Josh Nelson Trio: Half Moon Bay, CA, February 20, 2011
Josh Nelson Trio
Douglas Beach House
Half Moon Bay, CA
February 20, 2011
Opening the concert, club owner Pete Douglas announced that in its February issue, the editorial staff of Downbeat Magazine had chosen the Douglas Beach House (a.k.a. the Bach Dancing and Dynamite Society) as one of the top 150 internationally known great jazz venues. This honor is bolstered by the quality of the jazz musicians who are booked there, like the Josh Nelson with Nelson on piano, Dave Robaire on bass, Dan Schnelle on drums, and featured guest Dayna Stephens on tenor sax.
From the opening number and all of the way through the nearly two-hour long concert, this was clearly a tight, well-rehearsed band, playing Nelson originals, along with standards to which the band gave a fresh twist. The opening number, Nelson's "Discoveries," set the tone for the evening as he opened with a piano solo. As the piece developed, Nelson seemed consumed with its power as he explosively ran the keyboard and at times added even more emphasis when he rose from the bench. In contrast, the third number of the concert, "Theme From Chinatown" by Jerry Goldsmith, highlighted Nelson's sensitive playing. These two tunes presented the breadth of the charts he chose to perform.
At 32, Nelson is not only an accomplished pianist, he also has the unique ability to pick the right team to back him, and that's most especially true of his drummer, Schnelle. Some drummers bang their drums, but Schnelle held to the background, making himself known but not overwhelming the rest of the group, playing with a sensitivity that supported the others while keeping impeccable time. Robaire kept the strings on his acoustic bass working the background rhythm, and came on strong and sure during his solos. Finally, Stephens, showed the audience that both he and Nelson could have fun, especially as they called, back-and-forth, through a portion of Robaire's composition that was so new that it had no name.
The audience's applause at the end was sincere, not just casually polite. Nelson demonstrated, to this appreciative and seasoned crowd at the Douglas Beach House, that the sensitive young pianist had a lot to give, and that they will clearly see more of him and his wonderful style of jazz as he makes an indelible mark on the scene. This concert was truly one of the high points of this season.

▸ DATA SUPPLIED
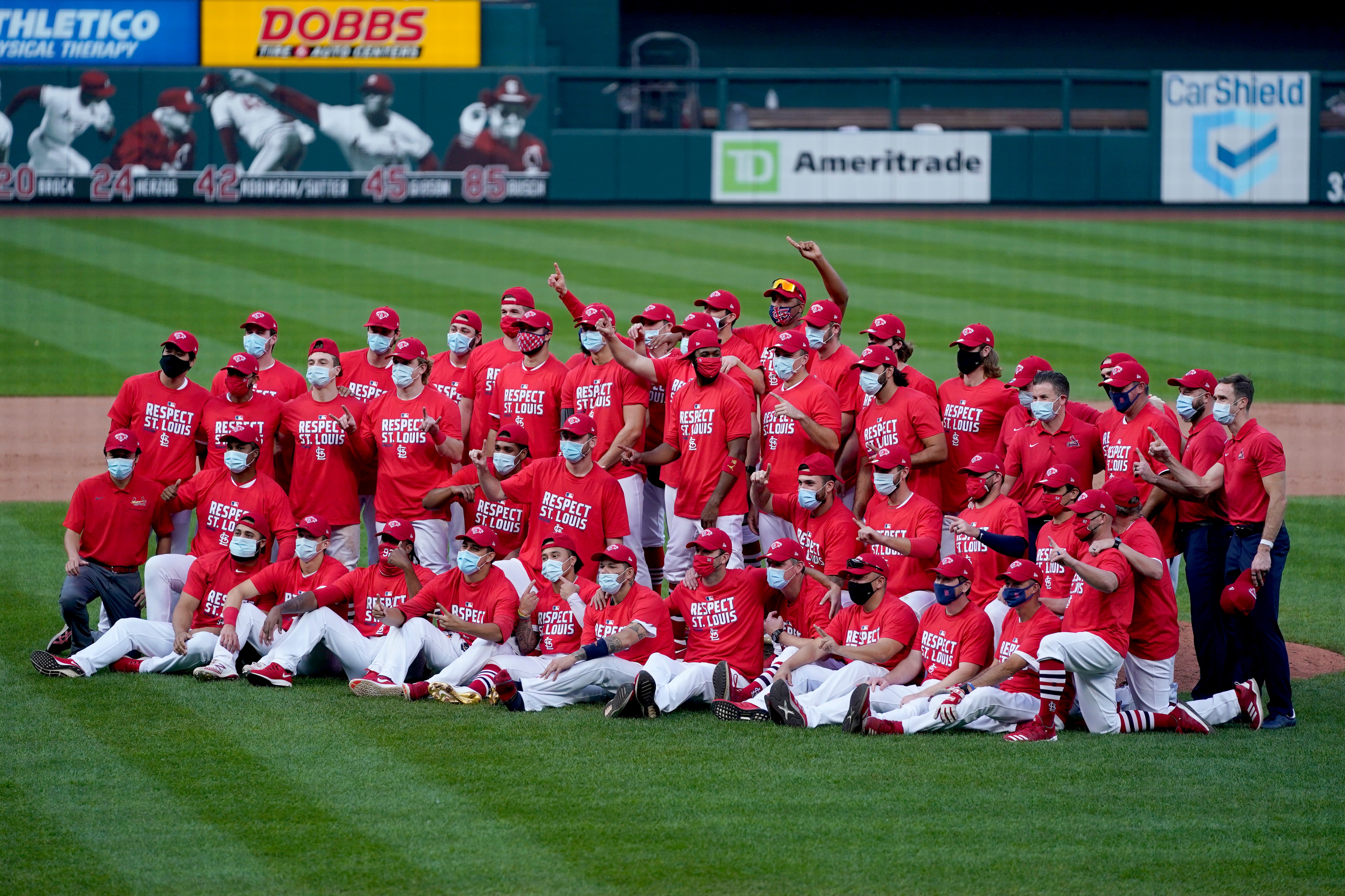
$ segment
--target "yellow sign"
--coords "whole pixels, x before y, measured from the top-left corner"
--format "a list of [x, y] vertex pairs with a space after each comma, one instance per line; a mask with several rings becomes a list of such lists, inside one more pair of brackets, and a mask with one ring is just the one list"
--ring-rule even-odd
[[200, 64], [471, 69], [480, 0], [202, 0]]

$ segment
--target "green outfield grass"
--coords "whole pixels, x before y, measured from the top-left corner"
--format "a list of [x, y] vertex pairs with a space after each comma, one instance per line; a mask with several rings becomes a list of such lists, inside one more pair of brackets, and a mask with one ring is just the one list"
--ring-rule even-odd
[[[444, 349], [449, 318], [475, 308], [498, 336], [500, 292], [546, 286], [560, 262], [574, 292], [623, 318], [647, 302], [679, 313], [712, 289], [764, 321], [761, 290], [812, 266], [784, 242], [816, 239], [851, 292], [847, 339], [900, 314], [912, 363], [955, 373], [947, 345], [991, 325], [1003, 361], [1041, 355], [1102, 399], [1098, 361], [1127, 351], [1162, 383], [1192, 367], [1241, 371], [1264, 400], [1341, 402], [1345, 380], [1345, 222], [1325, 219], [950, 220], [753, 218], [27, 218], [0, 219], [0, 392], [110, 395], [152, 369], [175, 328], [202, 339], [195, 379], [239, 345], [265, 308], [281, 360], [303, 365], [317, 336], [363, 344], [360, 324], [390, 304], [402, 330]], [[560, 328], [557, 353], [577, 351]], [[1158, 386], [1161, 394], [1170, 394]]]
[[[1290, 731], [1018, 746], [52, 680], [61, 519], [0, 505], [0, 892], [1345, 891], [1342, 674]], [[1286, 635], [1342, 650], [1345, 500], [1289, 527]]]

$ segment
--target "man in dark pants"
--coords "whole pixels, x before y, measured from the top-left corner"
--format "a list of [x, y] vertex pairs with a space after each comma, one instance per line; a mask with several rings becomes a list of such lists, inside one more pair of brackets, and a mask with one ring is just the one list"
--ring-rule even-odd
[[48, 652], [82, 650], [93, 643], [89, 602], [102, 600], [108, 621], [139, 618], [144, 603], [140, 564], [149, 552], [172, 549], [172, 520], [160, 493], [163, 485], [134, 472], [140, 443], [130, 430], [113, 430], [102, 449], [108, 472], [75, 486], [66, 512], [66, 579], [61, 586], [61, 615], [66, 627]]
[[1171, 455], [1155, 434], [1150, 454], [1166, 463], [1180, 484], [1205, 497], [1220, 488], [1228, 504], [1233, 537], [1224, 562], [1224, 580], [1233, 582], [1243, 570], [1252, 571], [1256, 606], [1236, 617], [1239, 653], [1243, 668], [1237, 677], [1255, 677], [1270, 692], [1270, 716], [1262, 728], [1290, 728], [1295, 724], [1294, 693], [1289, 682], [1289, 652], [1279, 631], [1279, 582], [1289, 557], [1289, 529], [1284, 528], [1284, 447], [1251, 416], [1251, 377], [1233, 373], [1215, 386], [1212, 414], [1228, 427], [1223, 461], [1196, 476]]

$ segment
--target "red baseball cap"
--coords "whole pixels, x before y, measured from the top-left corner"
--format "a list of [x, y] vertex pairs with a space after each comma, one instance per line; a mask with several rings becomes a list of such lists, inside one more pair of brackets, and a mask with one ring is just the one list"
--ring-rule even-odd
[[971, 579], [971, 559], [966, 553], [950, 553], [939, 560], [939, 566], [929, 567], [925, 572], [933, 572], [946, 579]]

▸ ACTIVITY 1
According to the concert review, which magazine named the Douglas Beach House one of the top 150 jazz venues?
▸ ACTIVITY 2
Please echo the stretch of the concert review from "At 32, Nelson" through "had no name.".

▸ ANSWER SECTION 1
Downbeat Magazine

▸ ANSWER SECTION 2
At 32, Nelson is not only an accomplished pianist, he also has the unique ability to pick the right team to back him, and that's most especially true of his drummer, Schnelle. Some drummers bang their drums, but Schnelle held to the background, making himself known but not overwhelming the rest of the group, playing with a sensitivity that supported the others while keeping impeccable time. Robaire kept the strings on his acoustic bass working the background rhythm, and came on strong and sure during his solos. Finally, Stephens, showed the audience that both he and Nelson could have fun, especially as they called, back-and-forth, through a portion of Robaire's composition that was so new that it had no name.